SECTION 3.3            Effect of Termination.  In the event that this Agreement
is validly terminated as provided in this Article III, then each of the parties
hereto shall be relieved of their duties and obligations arising under this
Agreement after the date of such termination and such termination shall be
without liability to the other party; provided, however, that Article V shall
survive any such termination and shall be enforceable hereunder; provided
further, however, that nothing in this Section 3.3 shall relieve any party
hereto of any liability for a breach of a representation, warranty or covenant
in this Agreement prior to the Termination Date.

 

ARTICLE IV

 

DEFINITIONS

 

SECTION 4.1            Defined Terms.  For purposes of this Agreement, the
following terms, when used in this Agreement with initial capital letters, shall
have the respective meanings set forth in this Agreement:

 

(a)        “Affiliate” of any particular Person means any other Person
controlling, controlled by or under common control with such particular Person. 
For the purposes of this Agreement, “control” means the possession, directly or
indirectly, of the power to direct the management and policies of a Person
whether through the ownership of voting securities, contract or otherwise.

· · · · ·

[EXERCISE]:
Answer these questions from the agreement excerpt:
1. Under Section 3.3, which article survives termination?
2. What is the title of Article IV?
3. How does Section 4.1 define "control"?
Answer from the agreement excerpt alone.

· · · · ·

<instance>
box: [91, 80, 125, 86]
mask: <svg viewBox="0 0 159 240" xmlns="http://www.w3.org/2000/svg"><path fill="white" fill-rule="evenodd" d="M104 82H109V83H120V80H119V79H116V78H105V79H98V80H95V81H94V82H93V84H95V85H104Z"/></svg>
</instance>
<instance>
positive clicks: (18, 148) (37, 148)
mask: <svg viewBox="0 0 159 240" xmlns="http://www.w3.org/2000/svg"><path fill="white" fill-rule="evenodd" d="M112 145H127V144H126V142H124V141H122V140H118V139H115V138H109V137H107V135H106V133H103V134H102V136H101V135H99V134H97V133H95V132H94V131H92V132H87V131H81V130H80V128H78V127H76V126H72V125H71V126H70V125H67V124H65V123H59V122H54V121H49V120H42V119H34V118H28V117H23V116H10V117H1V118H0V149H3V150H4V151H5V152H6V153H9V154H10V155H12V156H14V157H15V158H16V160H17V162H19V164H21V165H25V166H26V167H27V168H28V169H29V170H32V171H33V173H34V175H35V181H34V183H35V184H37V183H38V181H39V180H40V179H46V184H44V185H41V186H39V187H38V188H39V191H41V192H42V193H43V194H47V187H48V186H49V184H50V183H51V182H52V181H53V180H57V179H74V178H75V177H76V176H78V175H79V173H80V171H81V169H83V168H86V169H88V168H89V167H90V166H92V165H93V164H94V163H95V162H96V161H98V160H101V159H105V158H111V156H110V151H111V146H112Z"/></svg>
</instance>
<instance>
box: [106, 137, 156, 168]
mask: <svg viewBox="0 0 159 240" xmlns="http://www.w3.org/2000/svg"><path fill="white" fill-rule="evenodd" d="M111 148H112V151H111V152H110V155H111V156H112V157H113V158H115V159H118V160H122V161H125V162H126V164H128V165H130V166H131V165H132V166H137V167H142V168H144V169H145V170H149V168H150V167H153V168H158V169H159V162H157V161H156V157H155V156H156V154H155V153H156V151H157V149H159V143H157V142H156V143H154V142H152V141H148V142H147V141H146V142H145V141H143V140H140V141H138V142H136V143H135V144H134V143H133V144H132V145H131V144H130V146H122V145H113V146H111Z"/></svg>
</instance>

· · · · ·

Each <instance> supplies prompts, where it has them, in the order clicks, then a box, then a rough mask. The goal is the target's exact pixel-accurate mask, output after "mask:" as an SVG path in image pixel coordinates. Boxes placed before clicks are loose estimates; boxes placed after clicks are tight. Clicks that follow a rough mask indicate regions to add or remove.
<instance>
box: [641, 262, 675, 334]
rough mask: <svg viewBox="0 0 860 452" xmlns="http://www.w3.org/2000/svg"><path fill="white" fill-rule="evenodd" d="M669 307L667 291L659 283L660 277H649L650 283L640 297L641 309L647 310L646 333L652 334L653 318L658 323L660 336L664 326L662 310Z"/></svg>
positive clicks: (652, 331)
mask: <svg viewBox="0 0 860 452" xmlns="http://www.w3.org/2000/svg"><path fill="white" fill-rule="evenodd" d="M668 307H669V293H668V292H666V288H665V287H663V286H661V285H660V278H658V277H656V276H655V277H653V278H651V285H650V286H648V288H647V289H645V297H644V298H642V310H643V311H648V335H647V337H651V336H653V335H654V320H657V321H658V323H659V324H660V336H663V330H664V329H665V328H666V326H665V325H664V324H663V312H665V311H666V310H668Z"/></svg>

· · · · ·

[ANSWER FOR THIS EXERCISE]:
1. Article V
2. Definitions
3. The possession, directly or indirectly, of the power to direct the management and policies of a Person, whether through the ownership of voting securities, contract or otherwise.